= Work to complete =
Take the line that contains "Where can you spot the reflection" as the first line and the last line of the material below as the final one; reproduce exactly the lines between, inclusive.
━━━━━━━━━━━━━━━━
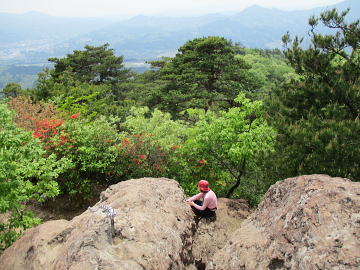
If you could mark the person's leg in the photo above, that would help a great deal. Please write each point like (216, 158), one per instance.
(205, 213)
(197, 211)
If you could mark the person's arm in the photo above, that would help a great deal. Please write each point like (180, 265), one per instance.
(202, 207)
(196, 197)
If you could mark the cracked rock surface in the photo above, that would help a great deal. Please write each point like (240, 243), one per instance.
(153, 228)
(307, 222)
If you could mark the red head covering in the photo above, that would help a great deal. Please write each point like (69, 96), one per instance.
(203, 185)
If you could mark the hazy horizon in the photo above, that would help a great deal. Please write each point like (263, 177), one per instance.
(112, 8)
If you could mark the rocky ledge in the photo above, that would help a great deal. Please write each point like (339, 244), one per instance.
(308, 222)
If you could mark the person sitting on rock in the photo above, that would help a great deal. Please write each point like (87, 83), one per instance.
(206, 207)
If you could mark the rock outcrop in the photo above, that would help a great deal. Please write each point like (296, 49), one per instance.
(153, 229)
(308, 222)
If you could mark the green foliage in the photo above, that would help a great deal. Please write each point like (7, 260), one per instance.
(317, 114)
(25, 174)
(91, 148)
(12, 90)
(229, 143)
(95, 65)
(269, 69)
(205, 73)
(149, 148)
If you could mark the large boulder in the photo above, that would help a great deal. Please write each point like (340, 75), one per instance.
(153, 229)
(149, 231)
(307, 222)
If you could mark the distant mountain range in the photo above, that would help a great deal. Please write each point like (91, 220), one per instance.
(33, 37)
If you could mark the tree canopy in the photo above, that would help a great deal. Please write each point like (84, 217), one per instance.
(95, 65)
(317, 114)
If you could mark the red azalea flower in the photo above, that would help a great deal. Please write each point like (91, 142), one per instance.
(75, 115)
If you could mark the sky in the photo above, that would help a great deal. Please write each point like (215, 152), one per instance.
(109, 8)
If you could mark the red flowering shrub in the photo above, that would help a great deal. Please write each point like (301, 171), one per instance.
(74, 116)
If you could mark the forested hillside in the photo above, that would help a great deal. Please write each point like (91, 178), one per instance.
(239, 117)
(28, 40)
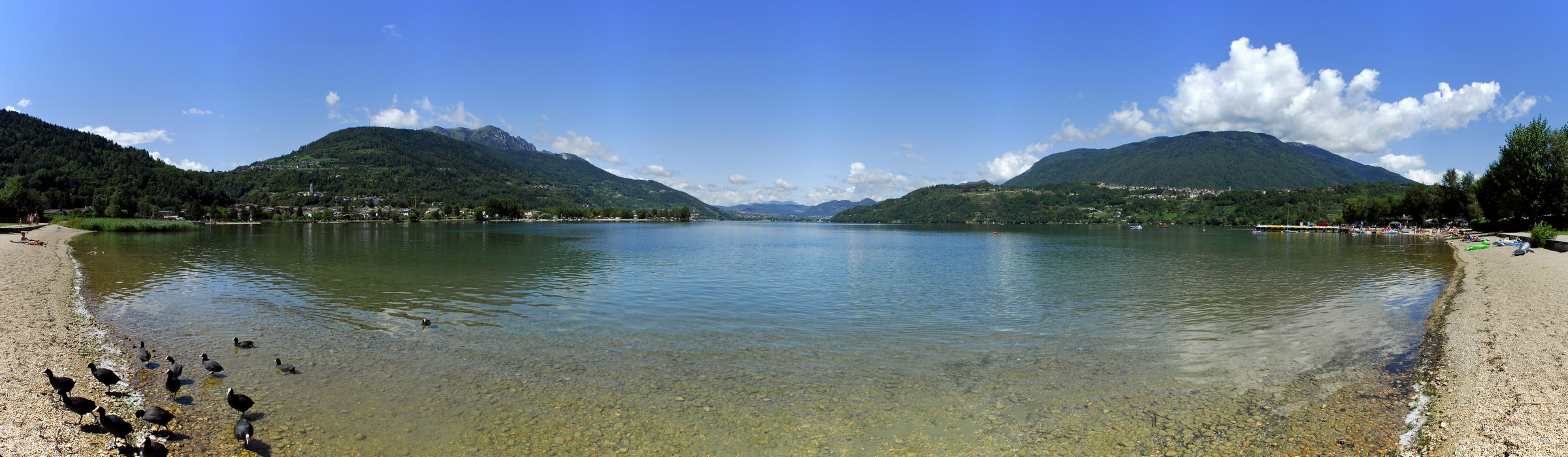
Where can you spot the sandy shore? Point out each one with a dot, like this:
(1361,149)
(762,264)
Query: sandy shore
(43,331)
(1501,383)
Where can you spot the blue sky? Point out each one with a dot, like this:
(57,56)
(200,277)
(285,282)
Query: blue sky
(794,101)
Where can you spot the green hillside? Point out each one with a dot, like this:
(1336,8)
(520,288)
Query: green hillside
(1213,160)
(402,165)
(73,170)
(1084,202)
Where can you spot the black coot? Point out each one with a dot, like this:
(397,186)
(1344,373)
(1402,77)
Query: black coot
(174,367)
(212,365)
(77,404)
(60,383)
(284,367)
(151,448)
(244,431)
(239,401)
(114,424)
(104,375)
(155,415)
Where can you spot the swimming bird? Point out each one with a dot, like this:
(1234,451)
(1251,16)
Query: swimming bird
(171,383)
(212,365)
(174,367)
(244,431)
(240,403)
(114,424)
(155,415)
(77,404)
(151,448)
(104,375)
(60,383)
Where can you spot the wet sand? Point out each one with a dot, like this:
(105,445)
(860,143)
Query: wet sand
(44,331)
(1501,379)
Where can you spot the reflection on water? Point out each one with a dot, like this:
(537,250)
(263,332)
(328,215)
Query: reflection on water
━━━━━━━━━━━━━━━━
= Exercise answer =
Where can you spot the reflection on water? Point out each one with a dot, like this:
(537,250)
(263,332)
(328,215)
Query: reflection on water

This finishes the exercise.